* **Work task**: What you return should match the data below exactly, with every entry reproduced.

----- Input for this task

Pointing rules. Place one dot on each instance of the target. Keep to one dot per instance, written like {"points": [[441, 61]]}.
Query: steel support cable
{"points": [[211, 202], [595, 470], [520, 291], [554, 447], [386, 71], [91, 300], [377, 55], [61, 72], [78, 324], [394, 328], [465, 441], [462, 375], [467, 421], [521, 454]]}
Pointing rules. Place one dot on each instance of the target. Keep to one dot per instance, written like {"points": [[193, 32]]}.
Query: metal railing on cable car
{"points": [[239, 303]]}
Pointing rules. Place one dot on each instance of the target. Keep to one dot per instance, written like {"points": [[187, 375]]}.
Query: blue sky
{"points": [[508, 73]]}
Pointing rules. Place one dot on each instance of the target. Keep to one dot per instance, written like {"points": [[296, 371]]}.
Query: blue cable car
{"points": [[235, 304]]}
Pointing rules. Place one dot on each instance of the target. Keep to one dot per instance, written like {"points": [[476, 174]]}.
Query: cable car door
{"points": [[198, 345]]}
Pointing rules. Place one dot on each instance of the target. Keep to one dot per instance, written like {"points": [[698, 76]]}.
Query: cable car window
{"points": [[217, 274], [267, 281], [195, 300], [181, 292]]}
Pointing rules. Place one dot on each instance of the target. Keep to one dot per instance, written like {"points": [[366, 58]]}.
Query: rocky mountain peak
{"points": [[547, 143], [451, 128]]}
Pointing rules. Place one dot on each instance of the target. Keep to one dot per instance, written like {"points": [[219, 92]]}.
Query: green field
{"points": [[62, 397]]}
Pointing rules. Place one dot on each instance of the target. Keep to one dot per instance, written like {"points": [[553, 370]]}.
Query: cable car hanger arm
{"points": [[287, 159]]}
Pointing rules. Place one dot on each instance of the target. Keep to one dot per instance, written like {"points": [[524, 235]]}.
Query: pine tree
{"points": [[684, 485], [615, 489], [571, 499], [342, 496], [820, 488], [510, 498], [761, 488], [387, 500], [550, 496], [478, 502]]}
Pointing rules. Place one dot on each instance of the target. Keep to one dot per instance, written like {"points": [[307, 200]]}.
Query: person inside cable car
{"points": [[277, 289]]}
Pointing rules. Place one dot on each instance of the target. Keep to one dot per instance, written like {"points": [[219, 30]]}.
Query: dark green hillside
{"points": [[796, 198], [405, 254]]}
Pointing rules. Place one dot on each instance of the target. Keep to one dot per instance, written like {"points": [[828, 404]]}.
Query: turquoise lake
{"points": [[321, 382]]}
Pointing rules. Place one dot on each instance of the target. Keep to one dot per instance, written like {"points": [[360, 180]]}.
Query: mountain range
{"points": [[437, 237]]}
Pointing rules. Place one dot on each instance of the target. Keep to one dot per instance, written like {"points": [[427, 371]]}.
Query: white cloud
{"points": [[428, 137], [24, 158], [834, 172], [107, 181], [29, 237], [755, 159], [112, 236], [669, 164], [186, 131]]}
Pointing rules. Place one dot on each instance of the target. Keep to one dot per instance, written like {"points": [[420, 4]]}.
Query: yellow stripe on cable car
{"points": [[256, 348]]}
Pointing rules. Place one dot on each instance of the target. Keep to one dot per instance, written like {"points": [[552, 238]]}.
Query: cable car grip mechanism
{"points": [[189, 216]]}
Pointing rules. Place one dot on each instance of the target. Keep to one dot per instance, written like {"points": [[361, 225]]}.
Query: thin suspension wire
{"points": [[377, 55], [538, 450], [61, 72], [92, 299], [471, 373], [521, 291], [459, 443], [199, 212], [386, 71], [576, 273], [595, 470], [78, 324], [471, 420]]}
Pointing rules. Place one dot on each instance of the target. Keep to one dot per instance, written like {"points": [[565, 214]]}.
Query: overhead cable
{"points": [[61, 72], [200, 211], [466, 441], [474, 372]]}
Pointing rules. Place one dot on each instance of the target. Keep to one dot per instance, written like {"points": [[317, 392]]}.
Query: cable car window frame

----------

* **Response to the exercise**:
Pointing rules. Place one dot on each instance of the target. Keep to one dot per instance, written like {"points": [[441, 61]]}.
Query: steel support cable
{"points": [[211, 202], [595, 470], [520, 291], [554, 447], [386, 71], [91, 300], [377, 55], [61, 72], [78, 324], [394, 328], [465, 441], [462, 375], [467, 421], [521, 454]]}
Pointing rules. Place one dot on each instance of the target. Keep to one dot per instance, written like {"points": [[193, 32]]}.
Query: metal railing on cable car
{"points": [[239, 303]]}
Pointing rules. Place one dot on each instance of the target. Keep to one dot per instance, written like {"points": [[187, 375]]}.
Query: blue sky
{"points": [[508, 73]]}
Pointing rules. Place one dot on each instance of the target. Keep to one dot per instance, written like {"points": [[296, 371]]}.
Query: blue cable car
{"points": [[235, 304]]}
Pointing rules. Place one dot on each instance of the target. Keep to one dot per instance, written like {"points": [[476, 174]]}.
Query: cable car door
{"points": [[198, 345]]}
Pointing rules. Place one dot on each instance of the target. Keep to one dot per instance, written like {"points": [[698, 76]]}.
Query: cable car window
{"points": [[217, 274], [267, 281], [195, 300], [181, 292]]}
Pointing rules. Place one dot on each instance of the target. Keep to one dot per instance, written like {"points": [[366, 58]]}.
Query: rocky mountain peak
{"points": [[547, 143], [451, 128]]}
Pointing rules. Place one dot on each instance of the target. Keep to one dot per instance, written like {"points": [[219, 92]]}.
Query: green field
{"points": [[62, 397]]}
Pointing rules. Place one dot on each instance of the target. Keep to one dot per instance, written like {"points": [[553, 370]]}.
Query: cable car hanger arm
{"points": [[287, 159]]}
Pointing rules. Place one dot on each instance of the target. Keep to one dot per instance, written like {"points": [[524, 235]]}.
Query: pine tree
{"points": [[684, 485], [615, 489], [571, 499], [342, 496], [820, 488], [510, 498], [761, 488], [387, 500], [550, 496], [478, 502]]}
Pointing rules. Place one dot on each instance of the target. Keep to one dot per instance, written like {"points": [[307, 200]]}.
Query: person inside cable car
{"points": [[277, 289]]}
Pointing rules. Place one dot on each instance of the target. Keep to one dot per instance, written like {"points": [[219, 30]]}.
Query: dark green hillside
{"points": [[796, 198], [405, 254]]}
Pointing rules. Place one dot on each instance of the target. Keep to one dot per instance, written like {"points": [[828, 404]]}.
Query: turquoise lake
{"points": [[321, 382]]}
Pointing rules. Place one dot on each instance of the target. Keep to one dot per instance, written like {"points": [[360, 180]]}.
Query: mountain range
{"points": [[437, 237]]}
Pointing rules. Place one dot on each instance of the target. Keep to one dot per instance, written like {"points": [[427, 371]]}.
Query: white cloud
{"points": [[428, 137], [24, 158], [834, 172], [107, 181], [29, 237], [755, 159], [112, 236], [669, 164], [186, 131]]}
Pointing rules. Place one dot on each instance of the target. Keep to one dot per instance, written like {"points": [[420, 4]]}.
Query: yellow stripe on cable car
{"points": [[256, 348]]}
Pointing rules. Place one dot on each instance of the target. Keep to one dot per instance, written like {"points": [[552, 238]]}.
Query: cable car grip mechanism
{"points": [[189, 216]]}
Pointing rules. Place one dot on each instance of the target. Keep to one dot per instance, written like {"points": [[361, 225]]}.
Query: thin suspension wire
{"points": [[377, 55], [538, 450], [61, 72], [92, 299], [471, 373], [521, 291], [459, 443], [199, 212], [386, 71], [576, 273], [595, 470], [78, 324], [471, 420]]}
Pointing rules. Place one dot on each instance of the target. Keep to one dot per instance, written like {"points": [[565, 214]]}.
Query: overhead cable
{"points": [[61, 72], [200, 211], [466, 441], [474, 372]]}
Pointing rules. Place one dot on each instance of the target. Keep to one dot per instance, written like {"points": [[317, 392]]}.
Query: cable car window frame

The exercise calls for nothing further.